Saved entries
..............................

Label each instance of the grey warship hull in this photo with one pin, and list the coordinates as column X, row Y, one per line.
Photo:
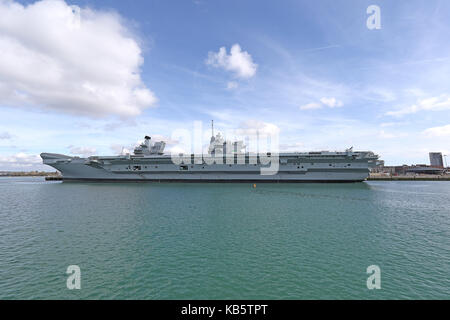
column 346, row 166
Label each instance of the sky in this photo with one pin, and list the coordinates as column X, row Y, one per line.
column 92, row 77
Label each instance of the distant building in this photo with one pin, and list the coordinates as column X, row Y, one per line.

..............................

__TRY IT__
Except for the pictures, copy every line of the records above exactly.

__TASK ANSWER__
Label each instance of the grey warship hull in this photo with one pin, and list the coordinates as column X, row Y, one per line.
Photo:
column 346, row 166
Label each instance of the sky in this photo with one pin, and list the coordinates as column X, row Y, one per line.
column 92, row 77
Label each instance of the distant building in this photo with one pin, and list the coordinates as column X, row Y, one per line.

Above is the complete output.